» Request 1
From the blog entry, copy the passage starting at "I was invited to the" and ending at "on that later.", keeping every word and mark the same.

::: Quoted text

Saturday, December 11, 2010


Sure has a vacuum cleaner. A simple canister type. But it wasn’t working, the plug needed to be rewired.  So I fixed it and brought it home. The neighbours saw me with it on the back of my motorcycle and gathered round to inspect this device. They had never seen one. They didn’t know what it did. So being the great vacuum salesman that I am I proceeded to demonstrate how it worked to my neighbours. I wonder what they think of me.

A street wedding for a local boy happened over the period of a week. Lights were strung on the buildings for the festive occasion.  So I bought some LED coloured lights and put them over my doorway too. I was invited, of course, and spent brief periods of time walking the streets with the crowds, getting food and standing around just watching. I could only do short walks as every time I went out my entourage of kids followed me around and forced my attention on them.  Even though I got to eat at the wedding buffet, it still costs 100 rupees as a gift to attend. Standard fare.

I was invited to the one year birthday of Khartik, son of Ganesh from work.  At the event I was told that a woman wanted to meet me. Oh good I thought, someone to talk to who hopefully speaks English. This was the case and Bernice John, a 26 year old young woman was interested in me going to meet her father the local priest of a church just outside of Barmer.  I went to the church, met and talked with Mr. John, while enjoying an omelette his wife made for me.  The whole family speaks English. I was invited to mass on Sunday.  I’ll report on that later.

::::::
::: Record excerpts

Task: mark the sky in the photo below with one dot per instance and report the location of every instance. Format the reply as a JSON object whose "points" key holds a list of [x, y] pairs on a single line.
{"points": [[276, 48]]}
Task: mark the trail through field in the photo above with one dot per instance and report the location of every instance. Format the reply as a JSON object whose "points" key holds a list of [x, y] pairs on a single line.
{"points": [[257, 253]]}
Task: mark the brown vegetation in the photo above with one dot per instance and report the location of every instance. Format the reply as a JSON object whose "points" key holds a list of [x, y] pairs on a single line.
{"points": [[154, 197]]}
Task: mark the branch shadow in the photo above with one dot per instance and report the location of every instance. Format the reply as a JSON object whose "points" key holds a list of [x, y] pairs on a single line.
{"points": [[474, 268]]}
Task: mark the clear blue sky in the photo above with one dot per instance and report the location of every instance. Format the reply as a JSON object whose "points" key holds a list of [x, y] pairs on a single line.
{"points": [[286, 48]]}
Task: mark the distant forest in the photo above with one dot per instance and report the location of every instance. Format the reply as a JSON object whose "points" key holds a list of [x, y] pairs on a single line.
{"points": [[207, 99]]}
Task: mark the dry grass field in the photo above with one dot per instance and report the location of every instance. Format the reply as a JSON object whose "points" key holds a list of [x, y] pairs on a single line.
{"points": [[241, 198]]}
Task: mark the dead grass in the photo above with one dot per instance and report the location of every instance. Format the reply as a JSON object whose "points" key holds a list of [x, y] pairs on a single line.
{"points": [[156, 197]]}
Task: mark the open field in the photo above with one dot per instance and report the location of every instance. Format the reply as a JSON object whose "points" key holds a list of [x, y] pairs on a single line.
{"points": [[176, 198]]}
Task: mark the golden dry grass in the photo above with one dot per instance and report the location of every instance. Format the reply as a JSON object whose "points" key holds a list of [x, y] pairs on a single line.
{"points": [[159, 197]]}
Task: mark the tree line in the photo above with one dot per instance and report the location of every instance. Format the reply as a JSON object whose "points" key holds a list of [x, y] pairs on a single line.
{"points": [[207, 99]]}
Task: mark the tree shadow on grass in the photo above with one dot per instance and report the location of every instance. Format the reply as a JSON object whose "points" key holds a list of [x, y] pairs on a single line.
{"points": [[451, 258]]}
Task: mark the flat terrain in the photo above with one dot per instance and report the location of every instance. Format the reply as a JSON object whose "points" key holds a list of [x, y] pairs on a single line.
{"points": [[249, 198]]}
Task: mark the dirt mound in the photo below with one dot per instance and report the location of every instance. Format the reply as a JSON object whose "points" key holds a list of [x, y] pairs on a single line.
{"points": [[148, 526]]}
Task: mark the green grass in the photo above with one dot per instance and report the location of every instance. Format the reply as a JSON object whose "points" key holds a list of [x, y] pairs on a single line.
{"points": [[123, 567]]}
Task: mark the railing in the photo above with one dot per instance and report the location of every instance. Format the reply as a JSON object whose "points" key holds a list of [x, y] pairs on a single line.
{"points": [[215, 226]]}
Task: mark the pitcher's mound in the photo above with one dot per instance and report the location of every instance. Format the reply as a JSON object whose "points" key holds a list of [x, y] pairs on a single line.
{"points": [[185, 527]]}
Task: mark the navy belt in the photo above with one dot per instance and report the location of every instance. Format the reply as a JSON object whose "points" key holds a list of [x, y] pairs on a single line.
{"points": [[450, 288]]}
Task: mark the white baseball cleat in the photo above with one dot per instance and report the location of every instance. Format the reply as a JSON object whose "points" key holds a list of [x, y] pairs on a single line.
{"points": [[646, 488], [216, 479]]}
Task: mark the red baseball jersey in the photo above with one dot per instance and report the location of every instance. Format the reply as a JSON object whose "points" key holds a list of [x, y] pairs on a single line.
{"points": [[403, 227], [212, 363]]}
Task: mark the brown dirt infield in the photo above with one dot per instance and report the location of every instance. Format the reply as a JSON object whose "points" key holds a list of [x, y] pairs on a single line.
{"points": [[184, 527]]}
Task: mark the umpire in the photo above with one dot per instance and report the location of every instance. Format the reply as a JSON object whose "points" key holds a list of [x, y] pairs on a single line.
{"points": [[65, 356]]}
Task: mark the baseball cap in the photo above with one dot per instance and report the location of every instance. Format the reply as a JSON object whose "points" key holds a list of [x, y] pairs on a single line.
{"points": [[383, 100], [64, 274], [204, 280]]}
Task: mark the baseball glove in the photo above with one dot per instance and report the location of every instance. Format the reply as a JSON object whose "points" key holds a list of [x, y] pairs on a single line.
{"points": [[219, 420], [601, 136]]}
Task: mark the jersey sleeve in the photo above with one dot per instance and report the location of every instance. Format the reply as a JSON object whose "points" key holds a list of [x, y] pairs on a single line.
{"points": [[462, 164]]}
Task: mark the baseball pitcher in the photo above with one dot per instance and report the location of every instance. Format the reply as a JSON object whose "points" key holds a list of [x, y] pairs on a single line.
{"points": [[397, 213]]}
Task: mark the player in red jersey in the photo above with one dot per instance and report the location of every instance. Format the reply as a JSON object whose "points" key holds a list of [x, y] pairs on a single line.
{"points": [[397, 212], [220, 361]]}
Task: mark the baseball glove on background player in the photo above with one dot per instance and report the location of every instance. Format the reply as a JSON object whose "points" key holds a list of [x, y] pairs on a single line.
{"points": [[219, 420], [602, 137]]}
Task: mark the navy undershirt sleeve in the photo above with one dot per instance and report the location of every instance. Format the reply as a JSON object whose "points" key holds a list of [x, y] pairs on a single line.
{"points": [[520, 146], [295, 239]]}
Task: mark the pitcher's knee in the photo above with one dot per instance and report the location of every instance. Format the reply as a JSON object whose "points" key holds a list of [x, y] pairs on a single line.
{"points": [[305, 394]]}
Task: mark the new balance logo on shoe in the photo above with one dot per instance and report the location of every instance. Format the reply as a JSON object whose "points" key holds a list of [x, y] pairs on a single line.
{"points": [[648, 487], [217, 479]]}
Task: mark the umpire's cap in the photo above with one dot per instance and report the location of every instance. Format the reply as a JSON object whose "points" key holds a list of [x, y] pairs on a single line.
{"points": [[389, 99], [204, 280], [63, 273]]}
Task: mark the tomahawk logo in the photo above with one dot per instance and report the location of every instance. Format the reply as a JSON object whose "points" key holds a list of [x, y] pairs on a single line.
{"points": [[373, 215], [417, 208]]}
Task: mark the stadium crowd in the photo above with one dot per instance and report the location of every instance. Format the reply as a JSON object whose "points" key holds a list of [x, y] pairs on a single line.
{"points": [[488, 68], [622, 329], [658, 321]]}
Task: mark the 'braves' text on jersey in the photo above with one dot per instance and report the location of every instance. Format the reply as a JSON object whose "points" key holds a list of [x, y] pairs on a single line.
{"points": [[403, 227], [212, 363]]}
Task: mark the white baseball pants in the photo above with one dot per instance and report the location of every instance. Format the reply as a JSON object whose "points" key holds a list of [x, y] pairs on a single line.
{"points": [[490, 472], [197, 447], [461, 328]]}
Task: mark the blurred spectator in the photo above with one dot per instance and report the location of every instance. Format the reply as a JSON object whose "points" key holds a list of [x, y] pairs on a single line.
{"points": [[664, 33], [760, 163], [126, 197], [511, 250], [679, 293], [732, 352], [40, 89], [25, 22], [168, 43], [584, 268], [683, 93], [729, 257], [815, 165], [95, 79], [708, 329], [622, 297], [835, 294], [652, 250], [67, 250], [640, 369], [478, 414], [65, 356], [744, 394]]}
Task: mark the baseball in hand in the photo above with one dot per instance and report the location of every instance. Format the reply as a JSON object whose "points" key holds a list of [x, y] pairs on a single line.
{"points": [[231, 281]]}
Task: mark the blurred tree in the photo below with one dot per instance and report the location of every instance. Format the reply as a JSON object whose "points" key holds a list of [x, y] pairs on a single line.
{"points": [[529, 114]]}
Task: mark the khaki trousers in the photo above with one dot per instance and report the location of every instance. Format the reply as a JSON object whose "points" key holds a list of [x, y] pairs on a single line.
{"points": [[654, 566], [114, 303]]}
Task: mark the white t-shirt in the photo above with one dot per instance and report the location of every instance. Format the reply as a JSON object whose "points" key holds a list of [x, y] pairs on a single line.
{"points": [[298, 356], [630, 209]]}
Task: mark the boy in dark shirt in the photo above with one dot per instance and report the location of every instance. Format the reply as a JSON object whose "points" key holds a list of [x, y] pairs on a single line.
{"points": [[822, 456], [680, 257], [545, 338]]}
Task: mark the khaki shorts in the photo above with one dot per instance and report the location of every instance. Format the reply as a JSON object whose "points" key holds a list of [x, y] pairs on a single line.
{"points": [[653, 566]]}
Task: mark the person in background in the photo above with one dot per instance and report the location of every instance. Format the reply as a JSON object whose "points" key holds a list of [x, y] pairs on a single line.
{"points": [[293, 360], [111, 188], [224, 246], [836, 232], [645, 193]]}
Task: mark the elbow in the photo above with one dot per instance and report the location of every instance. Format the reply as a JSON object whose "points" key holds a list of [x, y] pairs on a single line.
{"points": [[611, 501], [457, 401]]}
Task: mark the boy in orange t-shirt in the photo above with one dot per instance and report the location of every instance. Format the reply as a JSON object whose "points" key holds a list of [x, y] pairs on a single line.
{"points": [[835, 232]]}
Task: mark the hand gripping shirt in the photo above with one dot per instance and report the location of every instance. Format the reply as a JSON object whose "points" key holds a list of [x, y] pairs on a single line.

::::::

» Request 2
Give back the records starting at the line that contains "Task: mark the elbow" and ending at the end of the records, with "dot" swapped for "marker" throughout and nothing else altered. Return only those lines.

» Task solution 1
I was invited to the one year birthday of Khartik, son of Ganesh from work.  At the event I was told that a woman wanted to meet me. Oh good I thought, someone to talk to who hopefully speaks English. This was the case and Bernice John, a 26 year old young woman was interested in me going to meet her father the local priest of a church just outside of Barmer.  I went to the church, met and talked with Mr. John, while enjoying an omelette his wife made for me.  The whole family speaks English. I was invited to mass on Sunday.  I’ll report on that later.

» Task solution 2
Task: mark the elbow in the photo above with one marker per instance and report the location of every instance. Format the reply as a JSON object whose "points" key holds a list of [x, y] pairs on a single line.
{"points": [[611, 501], [457, 401]]}
Task: mark the boy in orange t-shirt in the photo above with one marker per instance and report the location of every instance. Format the reply as a JSON object whose "points" key holds a list of [x, y] pairs on a single line.
{"points": [[835, 232]]}
Task: mark the hand gripping shirt in the photo above with one marker per instance and report the location of every instance. Format the reply as a JSON object whose "points" key holds a list of [x, y] pairs on a single line.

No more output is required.